> _Problem details_
Please reproduce every row below word for word, leaving out nothing and changing nothing.

> _Collection entries_

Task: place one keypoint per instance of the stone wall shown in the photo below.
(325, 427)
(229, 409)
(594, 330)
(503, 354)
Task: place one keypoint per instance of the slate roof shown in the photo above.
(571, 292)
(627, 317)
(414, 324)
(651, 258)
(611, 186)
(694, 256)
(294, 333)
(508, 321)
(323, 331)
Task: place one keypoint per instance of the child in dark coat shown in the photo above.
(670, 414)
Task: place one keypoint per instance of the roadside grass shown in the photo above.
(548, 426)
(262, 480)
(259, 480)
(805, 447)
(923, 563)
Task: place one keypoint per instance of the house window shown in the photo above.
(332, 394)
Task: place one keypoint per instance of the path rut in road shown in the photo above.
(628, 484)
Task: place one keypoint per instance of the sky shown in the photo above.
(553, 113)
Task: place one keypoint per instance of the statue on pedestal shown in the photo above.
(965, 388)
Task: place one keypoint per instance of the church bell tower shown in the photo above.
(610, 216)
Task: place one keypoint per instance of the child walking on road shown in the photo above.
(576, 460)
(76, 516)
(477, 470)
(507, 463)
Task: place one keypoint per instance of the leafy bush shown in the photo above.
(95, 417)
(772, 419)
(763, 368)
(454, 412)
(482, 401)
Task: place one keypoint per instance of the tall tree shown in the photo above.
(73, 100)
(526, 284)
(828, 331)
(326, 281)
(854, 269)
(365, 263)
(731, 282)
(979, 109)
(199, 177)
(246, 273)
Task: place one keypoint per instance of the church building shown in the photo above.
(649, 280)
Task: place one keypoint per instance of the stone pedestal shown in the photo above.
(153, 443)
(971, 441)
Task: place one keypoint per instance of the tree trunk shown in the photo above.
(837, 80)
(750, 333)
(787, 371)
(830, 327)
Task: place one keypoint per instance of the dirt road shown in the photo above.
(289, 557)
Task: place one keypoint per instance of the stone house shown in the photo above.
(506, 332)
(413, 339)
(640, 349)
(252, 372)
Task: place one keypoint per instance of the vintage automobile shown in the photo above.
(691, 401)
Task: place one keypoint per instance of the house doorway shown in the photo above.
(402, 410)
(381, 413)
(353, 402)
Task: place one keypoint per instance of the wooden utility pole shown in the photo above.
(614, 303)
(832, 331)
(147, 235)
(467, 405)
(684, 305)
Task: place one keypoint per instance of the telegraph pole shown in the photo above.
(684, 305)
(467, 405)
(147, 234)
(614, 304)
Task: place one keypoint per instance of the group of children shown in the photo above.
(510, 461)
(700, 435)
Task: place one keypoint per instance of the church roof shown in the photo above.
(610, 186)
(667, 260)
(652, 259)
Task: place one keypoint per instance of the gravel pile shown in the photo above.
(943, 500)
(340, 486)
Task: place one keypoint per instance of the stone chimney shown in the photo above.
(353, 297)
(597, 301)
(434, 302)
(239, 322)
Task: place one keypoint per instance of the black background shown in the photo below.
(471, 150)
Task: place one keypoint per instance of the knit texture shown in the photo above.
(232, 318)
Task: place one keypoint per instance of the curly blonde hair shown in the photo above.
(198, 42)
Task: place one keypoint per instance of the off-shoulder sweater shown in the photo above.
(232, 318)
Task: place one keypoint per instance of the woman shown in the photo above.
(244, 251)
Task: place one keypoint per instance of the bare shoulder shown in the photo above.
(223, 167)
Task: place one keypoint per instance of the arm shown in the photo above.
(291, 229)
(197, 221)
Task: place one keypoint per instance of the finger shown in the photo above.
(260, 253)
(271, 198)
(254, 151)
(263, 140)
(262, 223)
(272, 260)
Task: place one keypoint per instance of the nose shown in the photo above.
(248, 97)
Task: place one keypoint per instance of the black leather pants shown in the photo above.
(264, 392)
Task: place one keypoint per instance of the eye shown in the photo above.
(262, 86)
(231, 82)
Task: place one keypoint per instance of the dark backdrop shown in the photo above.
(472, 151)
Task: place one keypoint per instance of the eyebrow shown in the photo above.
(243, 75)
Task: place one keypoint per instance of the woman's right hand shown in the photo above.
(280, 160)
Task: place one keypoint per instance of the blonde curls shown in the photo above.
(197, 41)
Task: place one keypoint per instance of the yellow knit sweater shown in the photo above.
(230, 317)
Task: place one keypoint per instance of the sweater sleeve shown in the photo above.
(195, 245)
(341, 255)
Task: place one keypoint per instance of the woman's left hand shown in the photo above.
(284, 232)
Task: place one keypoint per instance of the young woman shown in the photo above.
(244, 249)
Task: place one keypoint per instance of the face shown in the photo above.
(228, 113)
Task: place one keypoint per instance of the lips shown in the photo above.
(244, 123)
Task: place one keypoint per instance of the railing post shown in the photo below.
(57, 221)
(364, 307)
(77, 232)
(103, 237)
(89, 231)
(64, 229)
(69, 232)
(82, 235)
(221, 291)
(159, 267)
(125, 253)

> _Answer to this task_
Task: place one keypoint per instance of the stone wall shown in the photo below.
(325, 427)
(229, 409)
(594, 330)
(503, 354)
Task: place one keypoint per instance of the slate roof shown in the photo above.
(571, 292)
(627, 317)
(414, 324)
(651, 258)
(611, 186)
(694, 256)
(294, 333)
(508, 321)
(323, 331)
Task: place one keypoint per instance of the child in dark coat shown in the photo above.
(670, 414)
Task: place one keypoint per instance of the roadside grass shown in the photo above.
(548, 426)
(262, 480)
(259, 480)
(805, 447)
(923, 563)
Task: place one keypoint per instance of the house window shown in the photo above.
(332, 394)
Task: place one keypoint per instance of the path rut in road shown in the photo above.
(628, 484)
Task: place one keypoint per instance of the sky shown in the photo above.
(553, 113)
Task: place one keypoint per instance of the statue on pedestal shown in the photo above.
(965, 388)
Task: place one keypoint per instance of the church bell tower shown in the photo above.
(610, 216)
Task: place one keypoint per instance of the child walking on road shown in the photo above.
(576, 460)
(76, 516)
(477, 470)
(507, 463)
Task: place one keypoint per instance of the leafy bush shown in the photo above.
(95, 417)
(772, 419)
(763, 368)
(454, 412)
(482, 401)
Task: place one keypoint per instance of the tall tree shown in the photo above.
(73, 100)
(526, 284)
(828, 331)
(326, 281)
(854, 269)
(365, 263)
(731, 282)
(979, 109)
(199, 177)
(246, 273)
Task: place one keypoint per instance of the church building shown in the photo above.
(649, 280)
Task: place one keypoint per instance of the stone pedestal shown in the photo above.
(153, 443)
(971, 441)
Task: place one keypoint per instance of the tree trunk shown in the photo above.
(837, 80)
(750, 333)
(787, 371)
(830, 327)
Task: place one keypoint per instance of the dirt road shown in the photo above.
(289, 557)
Task: place one keypoint per instance of the stone house shown in the photo above.
(506, 332)
(413, 339)
(640, 349)
(252, 372)
Task: place one keypoint per instance of the vintage automobile shown in the photo above.
(691, 401)
Task: place one keypoint per instance of the house doorway shown in the photo above.
(402, 410)
(381, 413)
(353, 402)
Task: place one keypoint per instance of the wooden utility pole shown in the photo above.
(614, 303)
(832, 331)
(147, 235)
(467, 405)
(684, 305)
Task: place one keypoint per instance of the telegraph pole shown in the photo above.
(684, 305)
(467, 405)
(147, 234)
(614, 304)
Task: place one keypoint per instance of the group of children shown in the photo above.
(510, 461)
(700, 435)
Task: place one keypoint per instance of the church roof shown in the photo above.
(610, 186)
(667, 260)
(652, 259)
Task: place one keypoint per instance of the gravel pile shown in the photo above.
(943, 500)
(340, 486)
Task: place one keypoint per instance of the stone chimney shown in the photo above.
(353, 297)
(597, 301)
(434, 302)
(239, 322)
Task: place one keypoint per instance of the black background shown in the photo below.
(471, 150)
Task: place one keypoint per instance of the knit texture shown in the photo above.
(232, 318)
Task: place one keypoint per instance of the curly blonde hair shown in the photo above.
(198, 42)
Task: place one keypoint per instance of the off-shoulder sweater shown in the photo above.
(232, 318)
Task: place one keypoint per instance of the woman shown in the photo above.
(244, 251)
Task: place one keypoint per instance of the bare shoulder shown in the photo above.
(223, 167)
Task: place one keypoint per instance of the arm shown in the photo above.
(291, 229)
(197, 221)
Task: place one keypoint per instance of the finger shown in the photo above.
(260, 253)
(271, 198)
(254, 151)
(263, 140)
(262, 223)
(272, 260)
Task: place one keypoint per instance of the nose shown in the photo above.
(248, 97)
Task: place one keypoint per instance of the black leather pants shown in the photo above.
(264, 392)
Task: place one keypoint per instance of the eye shown in the photo above.
(262, 86)
(231, 82)
Task: place one keypoint per instance of the dark backdrop shown in the photo above.
(472, 151)
Task: place one keypoint per instance of the eyebrow shown in the photo above.
(243, 75)
Task: place one keypoint per instance of the woman's right hand shown in the photo above.
(280, 160)
Task: place one keypoint per instance of the blonde curls shown in the photo above.
(197, 41)
Task: place one keypoint per instance of the yellow knit sweater shown in the photo above.
(230, 317)
Task: place one keypoint per instance of the sweater sleeve shown in the photo above.
(195, 245)
(341, 255)
Task: place one keypoint per instance of the woman's left hand shown in the photo above.
(284, 232)
Task: place one keypoint per instance of the young woman shown in the photo above.
(244, 249)
Task: place one keypoint per instance of the face shown in the photo above.
(228, 113)
Task: place one keypoint per instance of the lips shown in the photo above.
(244, 123)
Task: place one keypoint per instance of the railing post shown in the photo below.
(57, 221)
(364, 307)
(77, 232)
(103, 237)
(89, 231)
(64, 229)
(69, 232)
(82, 235)
(221, 291)
(159, 267)
(125, 253)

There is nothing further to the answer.